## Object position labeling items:
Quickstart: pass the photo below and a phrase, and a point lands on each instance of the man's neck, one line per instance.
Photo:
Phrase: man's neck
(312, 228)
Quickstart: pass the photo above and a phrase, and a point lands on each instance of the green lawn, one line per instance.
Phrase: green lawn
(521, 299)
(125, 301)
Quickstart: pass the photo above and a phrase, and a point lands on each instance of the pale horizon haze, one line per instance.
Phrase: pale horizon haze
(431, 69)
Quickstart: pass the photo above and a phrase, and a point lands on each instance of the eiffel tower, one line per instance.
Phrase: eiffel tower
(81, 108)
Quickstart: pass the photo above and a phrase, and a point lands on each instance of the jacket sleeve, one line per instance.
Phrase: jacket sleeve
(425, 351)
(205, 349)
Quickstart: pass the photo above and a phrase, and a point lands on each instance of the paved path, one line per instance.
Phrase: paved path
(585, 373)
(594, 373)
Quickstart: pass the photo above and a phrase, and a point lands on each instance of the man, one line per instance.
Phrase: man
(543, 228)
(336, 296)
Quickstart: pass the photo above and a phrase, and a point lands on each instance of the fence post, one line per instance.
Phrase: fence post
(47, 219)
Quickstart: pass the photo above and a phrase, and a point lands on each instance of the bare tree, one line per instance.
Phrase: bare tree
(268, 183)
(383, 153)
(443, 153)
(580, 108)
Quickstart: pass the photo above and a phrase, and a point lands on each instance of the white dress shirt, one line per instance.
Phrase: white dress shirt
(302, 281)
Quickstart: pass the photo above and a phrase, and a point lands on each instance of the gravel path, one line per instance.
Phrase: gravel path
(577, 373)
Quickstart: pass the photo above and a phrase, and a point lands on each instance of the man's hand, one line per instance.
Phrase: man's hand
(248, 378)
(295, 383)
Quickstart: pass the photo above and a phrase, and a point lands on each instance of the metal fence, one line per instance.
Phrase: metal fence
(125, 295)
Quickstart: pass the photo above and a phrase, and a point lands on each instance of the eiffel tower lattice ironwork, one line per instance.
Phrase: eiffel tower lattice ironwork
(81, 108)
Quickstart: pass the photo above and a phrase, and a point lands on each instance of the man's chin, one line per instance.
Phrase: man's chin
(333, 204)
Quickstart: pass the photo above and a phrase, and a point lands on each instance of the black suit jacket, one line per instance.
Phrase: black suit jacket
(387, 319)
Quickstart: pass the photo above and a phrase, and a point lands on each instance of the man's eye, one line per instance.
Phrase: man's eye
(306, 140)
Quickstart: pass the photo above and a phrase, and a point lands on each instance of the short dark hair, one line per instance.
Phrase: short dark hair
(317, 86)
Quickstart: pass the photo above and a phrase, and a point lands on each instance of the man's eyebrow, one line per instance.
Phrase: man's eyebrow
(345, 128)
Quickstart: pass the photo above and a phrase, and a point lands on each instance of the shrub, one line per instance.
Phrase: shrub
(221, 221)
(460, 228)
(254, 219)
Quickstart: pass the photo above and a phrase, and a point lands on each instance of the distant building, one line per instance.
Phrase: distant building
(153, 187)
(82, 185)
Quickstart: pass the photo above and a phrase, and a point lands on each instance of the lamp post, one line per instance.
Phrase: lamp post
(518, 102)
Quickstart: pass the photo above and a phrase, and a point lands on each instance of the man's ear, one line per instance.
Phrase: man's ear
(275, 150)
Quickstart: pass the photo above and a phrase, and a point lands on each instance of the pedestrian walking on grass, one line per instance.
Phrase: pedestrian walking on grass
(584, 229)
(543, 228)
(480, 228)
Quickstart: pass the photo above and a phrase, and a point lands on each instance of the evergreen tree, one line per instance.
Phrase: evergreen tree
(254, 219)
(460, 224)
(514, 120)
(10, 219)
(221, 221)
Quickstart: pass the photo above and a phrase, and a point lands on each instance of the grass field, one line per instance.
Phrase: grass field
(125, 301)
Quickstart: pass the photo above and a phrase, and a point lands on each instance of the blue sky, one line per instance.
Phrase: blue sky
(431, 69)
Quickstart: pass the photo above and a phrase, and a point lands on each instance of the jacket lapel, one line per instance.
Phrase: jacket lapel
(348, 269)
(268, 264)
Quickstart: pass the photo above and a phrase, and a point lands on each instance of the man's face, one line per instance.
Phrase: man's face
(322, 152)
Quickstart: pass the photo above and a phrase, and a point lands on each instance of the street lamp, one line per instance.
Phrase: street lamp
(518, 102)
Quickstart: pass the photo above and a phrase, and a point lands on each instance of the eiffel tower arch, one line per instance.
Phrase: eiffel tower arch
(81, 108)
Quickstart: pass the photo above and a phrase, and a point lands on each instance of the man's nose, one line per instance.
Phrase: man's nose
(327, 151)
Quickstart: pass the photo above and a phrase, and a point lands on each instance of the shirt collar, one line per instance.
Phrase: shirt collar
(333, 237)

## Exercise details:
Copy every item above word for word, in the same order and with the same line breaks.

## Completed task:
Quickstart: pass the photo below and a phrase, and a point lands on each instance of the man's neck, one line per instance.
Photo:
Phrase: man's neck
(312, 228)
Quickstart: pass the photo above and a phrase, and a point lands on each instance of the green lawn, one line per instance.
Phrase: green lawn
(521, 299)
(125, 301)
Quickstart: pass the photo above and a phrase, and a point lands on each instance of the pale horizon haze, one line per instance.
Phrase: pale horizon haze
(431, 69)
Quickstart: pass the photo above and a phrase, and a point lands on each instance of the eiffel tower, one line per instance.
Phrase: eiffel tower
(81, 108)
Quickstart: pass the photo above and a phrase, and a point lands on each instance of the jacket sleeve, one line per instance.
Phrase: jacket sleeve
(425, 351)
(205, 349)
Quickstart: pass the photo above and a phrase, and a point lands on each instance of the paved path, one line per instance.
Phrase: paved path
(585, 373)
(594, 373)
Quickstart: pass the photo above and a phrase, and a point lands on each instance of the man, one line per instance.
Phrase: man
(543, 228)
(336, 296)
Quickstart: pass the photo above and a phrase, and a point lands on each instance of the fence post, one line per instance.
Phrase: fence post
(47, 219)
Quickstart: pass the photo above and a phrase, and a point lands on each instance of the bare tree, one line per instance.
Phrase: bare tree
(268, 183)
(383, 153)
(443, 153)
(580, 108)
Quickstart: pass the photo above and a phrase, and a point lands on each instance of the white dress shirt, one line per instance.
Phrase: white dress shirt
(302, 281)
Quickstart: pass the photo above and a phrase, and a point lands on each instance of the gravel path, one line per instance.
Phrase: gravel path
(577, 373)
Quickstart: pass the photo above and a phrase, and a point lands on each instance of the man's hand, one line per instance.
Phrase: man's hand
(248, 378)
(295, 383)
Quickstart: pass the photo above and a phrase, and a point lands on each instance of the metal fence, one line per instance.
Phrase: metal fence
(125, 295)
Quickstart: pass the photo above and a phrase, and a point lands on each instance of the eiffel tower lattice ironwork, one line per instance.
Phrase: eiffel tower lattice ironwork
(81, 108)
Quickstart: pass the photo above and a phrase, and a point lands on each instance of the man's chin, one line per instance.
Phrase: man's chin
(333, 204)
Quickstart: pass the photo above and a phrase, and a point lands on each instance of the black suit jacket, one line per instance.
Phrase: black suit jacket
(387, 319)
Quickstart: pass the photo above and a phrase, and a point lands on each instance of the man's eye, one line per instance.
Phrase: man's eye
(306, 140)
Quickstart: pass the photo above and a phrase, and a point lands on each instance of the short dark hair, one line per instance.
Phrase: short dark hair
(317, 86)
Quickstart: pass the photo above and a phrase, and a point lands on each instance of the man's eyebrow, one line per instance.
Phrase: man's eyebrow
(345, 128)
Quickstart: pass the photo above and a phrase, and a point lands on each instance of the shrub, one line per instance.
Phrase: shrub
(221, 221)
(460, 228)
(254, 219)
Quickstart: pass the photo above and a phrase, and a point lands on each instance of the distant building, one line per instance.
Phrase: distant building
(153, 187)
(82, 185)
Quickstart: pass the photo above and a phrase, and a point lands on each instance of the lamp post, one line per instance.
Phrase: lamp post
(518, 102)
Quickstart: pass the photo above and a phrase, and a point lands on each instance of the man's ear, one line per instance.
Phrase: man's ear
(275, 150)
Quickstart: pass the photo above and a phrase, and a point lands on each instance of the pedestrian walking on grass, one line per instance.
Phrase: pedestrian walking on grass
(584, 229)
(543, 228)
(480, 228)
Quickstart: pass the photo above and a phrase, and a point lands on each instance of the evergreen tree, one line per instance.
Phrase: evergreen tree
(254, 219)
(460, 224)
(514, 120)
(10, 219)
(221, 221)
Quickstart: pass the photo above and a phrase, and a point lands on each instance of the grass field, one line per instance.
Phrase: grass field
(125, 301)
Quickstart: pass the photo above and a phrase, and a point lands on each instance of the blue sky, one line per instance.
Phrase: blue sky
(431, 69)
Quickstart: pass the photo above and a phrase, and a point lands on each instance of the jacket lapel, one line per instance.
Phrase: jacket lapel
(348, 269)
(268, 264)
Quickstart: pass the photo above and a phrase, and a point lands on each instance of the man's face, one line per instance.
Phrase: man's face
(322, 152)
Quickstart: pass the photo above and a phrase, and a point lands on each instance of the street lamp, one line per instance.
Phrase: street lamp
(518, 102)
Quickstart: pass the photo above and a phrase, and a point lands on each instance of the eiffel tower arch, one line per instance.
Phrase: eiffel tower arch
(81, 108)
Quickstart: pass the photo above and a phrase, and a point lands on each instance of the man's nose, one line per instance.
Phrase: man's nose
(327, 151)
Quickstart: pass the photo above and a phrase, and a point lands on each instance of the shirt collar, one line per instance.
Phrase: shirt collar
(333, 237)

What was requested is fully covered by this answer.